--- begin Input data ---

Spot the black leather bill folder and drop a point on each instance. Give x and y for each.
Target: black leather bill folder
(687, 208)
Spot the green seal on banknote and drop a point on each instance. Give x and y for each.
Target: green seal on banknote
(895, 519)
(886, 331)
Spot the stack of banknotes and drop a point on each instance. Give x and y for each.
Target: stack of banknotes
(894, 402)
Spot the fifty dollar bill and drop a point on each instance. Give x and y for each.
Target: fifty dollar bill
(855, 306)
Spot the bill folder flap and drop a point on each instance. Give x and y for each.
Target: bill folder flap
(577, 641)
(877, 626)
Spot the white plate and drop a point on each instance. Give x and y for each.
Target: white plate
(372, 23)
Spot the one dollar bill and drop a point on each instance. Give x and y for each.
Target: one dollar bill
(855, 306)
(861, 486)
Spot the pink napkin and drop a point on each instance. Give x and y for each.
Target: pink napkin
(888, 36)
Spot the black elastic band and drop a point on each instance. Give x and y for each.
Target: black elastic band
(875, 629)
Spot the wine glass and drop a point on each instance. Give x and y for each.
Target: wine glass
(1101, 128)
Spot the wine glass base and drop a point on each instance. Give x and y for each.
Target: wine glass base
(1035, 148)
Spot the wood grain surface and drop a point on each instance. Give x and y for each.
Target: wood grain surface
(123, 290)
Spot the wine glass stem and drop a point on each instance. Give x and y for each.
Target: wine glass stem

--- end Input data ---

Rewrite every line of all the records above as a JSON list of strings, one string per line, with blank lines omitted.

#### [Written response]
[
  "Spot the black leather bill folder and drop a point on each instance. Give x and y for each.",
  "Target: black leather bill folder",
  "(687, 208)",
  "Spot the green seal on banknote and drop a point on each instance. Give x and y for each.",
  "Target: green seal on banknote",
  "(895, 519)",
  "(886, 331)",
  "Spot the stack of banknotes and drop a point on each instance. Give x and y for each.",
  "Target: stack of banknotes",
  "(894, 402)",
  "Spot the fifty dollar bill and drop a point on each instance. Give x and y for each.",
  "Target: fifty dollar bill",
  "(855, 306)",
  "Spot the bill folder flap and drop a point on each instance. Give x and y for each.",
  "Target: bill folder flap",
  "(577, 641)",
  "(877, 626)",
  "Spot the white plate and drop a point on each instance. Give x and y for each.",
  "Target: white plate",
  "(372, 23)",
  "Spot the one dollar bill and drop a point on each instance. Give x and y for each.",
  "Target: one dollar bill",
  "(855, 306)",
  "(861, 486)",
  "Spot the pink napkin and drop a point on each instance. Give x and y for each.",
  "Target: pink napkin",
  "(888, 36)",
  "Spot the black elastic band and drop a point on each instance. Give x and y for each.",
  "Target: black elastic band",
  "(875, 629)",
  "Spot the wine glass and drop a point on each instance. Give x and y for each.",
  "Target: wine glass",
  "(1101, 128)",
  "Spot the wine glass base and drop a point on each instance. Give x and y for each.",
  "Target: wine glass base",
  "(1035, 148)",
  "Spot the wood grain surface and drop a point on each instance. Give x and y for each.",
  "Target: wood grain surface",
  "(123, 290)",
  "Spot the wine glass stem and drop a point on each instance. Give x and y for each.",
  "Target: wine glass stem"
]